MATERIAL PROVIDED START
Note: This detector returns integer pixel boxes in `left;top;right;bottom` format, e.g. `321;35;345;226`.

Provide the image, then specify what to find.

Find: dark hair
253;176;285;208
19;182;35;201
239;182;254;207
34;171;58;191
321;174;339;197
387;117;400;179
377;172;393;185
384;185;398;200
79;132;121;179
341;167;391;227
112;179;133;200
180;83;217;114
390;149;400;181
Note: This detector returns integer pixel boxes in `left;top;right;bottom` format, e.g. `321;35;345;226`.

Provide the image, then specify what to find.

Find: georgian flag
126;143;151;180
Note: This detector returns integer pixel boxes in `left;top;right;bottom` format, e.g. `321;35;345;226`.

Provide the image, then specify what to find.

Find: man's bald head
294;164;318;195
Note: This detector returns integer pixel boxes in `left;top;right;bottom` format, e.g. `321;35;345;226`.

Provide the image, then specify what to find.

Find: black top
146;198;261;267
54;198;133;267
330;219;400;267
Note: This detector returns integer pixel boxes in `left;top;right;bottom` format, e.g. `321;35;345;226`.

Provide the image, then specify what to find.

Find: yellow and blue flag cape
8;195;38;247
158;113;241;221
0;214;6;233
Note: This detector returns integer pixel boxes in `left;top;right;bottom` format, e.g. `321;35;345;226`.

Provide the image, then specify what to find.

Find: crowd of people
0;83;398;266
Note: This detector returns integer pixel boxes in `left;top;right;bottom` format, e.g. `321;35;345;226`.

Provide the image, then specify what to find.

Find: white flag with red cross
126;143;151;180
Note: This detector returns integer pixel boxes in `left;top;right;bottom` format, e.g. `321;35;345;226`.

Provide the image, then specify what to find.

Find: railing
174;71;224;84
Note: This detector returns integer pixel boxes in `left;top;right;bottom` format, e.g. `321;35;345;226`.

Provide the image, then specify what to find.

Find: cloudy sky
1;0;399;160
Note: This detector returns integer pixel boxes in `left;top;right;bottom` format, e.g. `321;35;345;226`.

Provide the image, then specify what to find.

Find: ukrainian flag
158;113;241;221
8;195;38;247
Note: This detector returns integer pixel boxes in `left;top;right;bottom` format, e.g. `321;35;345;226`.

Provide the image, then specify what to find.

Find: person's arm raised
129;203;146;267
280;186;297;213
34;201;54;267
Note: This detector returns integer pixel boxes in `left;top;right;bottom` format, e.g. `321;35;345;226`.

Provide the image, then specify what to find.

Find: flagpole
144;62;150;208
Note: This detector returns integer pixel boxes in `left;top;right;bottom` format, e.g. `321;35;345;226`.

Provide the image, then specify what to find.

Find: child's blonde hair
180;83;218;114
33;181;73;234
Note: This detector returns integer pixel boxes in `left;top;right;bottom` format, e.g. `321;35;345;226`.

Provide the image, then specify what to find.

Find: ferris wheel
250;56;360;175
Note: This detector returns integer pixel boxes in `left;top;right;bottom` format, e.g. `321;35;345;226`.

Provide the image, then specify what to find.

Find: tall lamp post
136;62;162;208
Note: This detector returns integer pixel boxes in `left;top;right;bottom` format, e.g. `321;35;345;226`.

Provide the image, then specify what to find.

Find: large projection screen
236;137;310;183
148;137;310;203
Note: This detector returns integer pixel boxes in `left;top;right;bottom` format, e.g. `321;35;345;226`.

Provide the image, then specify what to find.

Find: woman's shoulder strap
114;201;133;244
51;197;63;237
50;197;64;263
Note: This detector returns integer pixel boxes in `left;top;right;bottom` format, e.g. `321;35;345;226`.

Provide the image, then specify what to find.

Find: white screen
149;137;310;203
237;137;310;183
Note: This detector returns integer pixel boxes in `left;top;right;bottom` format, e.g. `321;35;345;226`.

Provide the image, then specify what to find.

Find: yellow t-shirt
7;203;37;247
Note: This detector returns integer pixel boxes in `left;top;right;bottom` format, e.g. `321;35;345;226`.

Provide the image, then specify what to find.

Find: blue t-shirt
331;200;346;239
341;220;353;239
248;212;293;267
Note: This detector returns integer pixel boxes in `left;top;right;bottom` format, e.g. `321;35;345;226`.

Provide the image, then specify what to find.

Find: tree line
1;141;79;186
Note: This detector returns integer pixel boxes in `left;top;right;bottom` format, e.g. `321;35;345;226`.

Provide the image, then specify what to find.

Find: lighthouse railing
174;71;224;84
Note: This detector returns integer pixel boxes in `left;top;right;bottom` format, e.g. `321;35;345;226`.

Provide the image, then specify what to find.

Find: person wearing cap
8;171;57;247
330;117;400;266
MATERIAL PROVIDED END
= REQUIRED ACTION =
Return the listing above exactly, line for line.

= SOLUTION TO THE EXERCISE =
Note: This detector returns integer pixel boxes in `left;top;right;bottom` format, e.g. `321;35;345;226`.

Provide the image, then specify what to find.

Find: dark hair
253;176;285;208
19;182;35;201
239;182;254;207
34;171;58;191
321;174;339;197
387;117;400;179
377;172;393;185
384;185;398;200
79;132;121;179
341;167;391;227
112;179;133;200
180;83;217;114
390;149;400;181
Note: This detector returns integer pixel boxes in `left;top;right;bottom` format, e.g. `321;35;345;226`.

Provide the image, then specify what to find.

Find: georgian flag
126;143;151;180
Note: This detector returns integer pixel boxes in `left;top;right;bottom` format, e.g. `321;35;345;226`.

Provide the image, then specify what to find.

Find: man's bald head
294;164;318;195
Note: This detector returns integer pixel boxes in `left;top;right;bottom` format, e.g. `321;35;345;226`.

Provide the image, then specify what to find.

Find: black top
146;198;261;267
54;198;133;267
330;219;400;267
Note: This detector returns integer pixel boxes in `left;top;right;bottom` format, e.g. `321;35;345;226`.

Provide the image, then specify what to find.

Find: yellow and blue flag cape
8;195;38;247
158;113;241;221
0;214;6;233
Note: This detector returns integer pixel boxes in `left;top;right;bottom` format, e.g. `321;35;345;226`.

Provide the image, then specify what to find.

Find: crowd of people
0;83;398;266
Note: This detector returns integer pixel boxes in `left;top;right;bottom` format, e.g. `321;35;345;226`.

Provide the image, then specify what to find.

Find: white flag with red cross
126;143;151;180
Note: This detector returns integer pixel boxes in `left;top;right;bottom` format, e.g. `321;35;345;226`.

Provide the image, then specify what to find.

Find: railing
174;71;224;84
Note: This detector returns integer pixel boxes in `left;top;right;bottom` format, e.g. `321;35;345;226`.

Provide the image, then specify what to find.

Find: cloudy sky
1;0;399;160
Note: This detector returns integer pixel boxes in `left;top;right;bottom` format, e.g. `321;35;345;226`.

Provide the image, then specify what to find.

Find: ukrainian flag
158;113;241;221
8;195;38;247
Note: This detector returns integer pixel boxes in `left;top;right;bottom` format, e.g. `321;35;345;226`.

Provide the image, then specify what to find.

Find: person's arm raised
129;203;146;267
280;186;297;213
34;201;54;267
Note: This detector returns integer pixel boxes in `left;top;right;bottom` format, e.g. `321;35;345;226`.

Provide the image, then specify what to find.

Find: flagpole
144;62;150;208
Note: This detector returns integer pixel boxes in `left;top;right;bottom` format, e.g. `321;35;345;226`.

Provide the image, then specify what to find.

Find: child's blonde hair
180;83;218;114
33;181;73;234
Note: This detector returns integer pixel boxes in `left;top;right;bottom` format, e.g. `321;35;345;226`.

Provide the image, then specify what to find.

Find: ferris wheel
250;56;360;175
Note: This detector returns integer pixel boxes in `left;top;right;bottom` format, e.g. `321;35;345;226`.

Provide the image, then specify what to find.

Find: tall lamp post
136;62;162;208
Note: This detector returns integer pixel boxes in `left;top;right;bottom` format, e.g. `321;35;345;226`.

Provide the image, then specify what to find.

Find: large projection screen
236;137;310;183
148;137;310;203
Note: This detector returns integer pixel boxes in `left;top;right;bottom` format, e.g. `321;35;345;226`.

Provide the image, then specify what to find.

Find: woman's shoulder strap
114;201;133;244
51;197;63;237
50;197;64;263
Note: This detector returns integer pixel boxes in `left;top;right;bottom` format, e.g. `321;35;345;226`.

Provide the image, then specify what to find.

Find: white screen
149;137;310;203
237;137;310;183
Note: This detector returns integer pixel boxes in `left;top;right;bottom` format, e.g. `321;35;345;226`.

Provide the image, then specify what to find.

Find: yellow t-shirt
7;203;37;247
Note: This detector returns integer pixel boxes in `left;top;right;bottom` format, e.g. `321;35;345;226`.

Provide the image, then specify what to find.

Find: blue t-shirt
331;200;346;239
341;220;353;239
248;212;293;267
Note: This detector returns integer pixel boxes in `left;top;right;bottom` format, e.g. `321;35;345;226`.

Provide the image, then specify what to find.

Find: tree line
1;141;79;186
Note: This detector returns integer pixel boxes in `left;top;right;bottom` format, e.g. `321;35;345;226`.

Provide the image, then specify what to find.

Find: lighthouse railing
174;71;224;84
Note: This detector returns integer pixel boxes in `left;top;right;bottom` format, e.g. `321;35;345;226`.

Provide the image, then specify what to find.

Find: person wearing cap
8;171;57;247
330;117;400;266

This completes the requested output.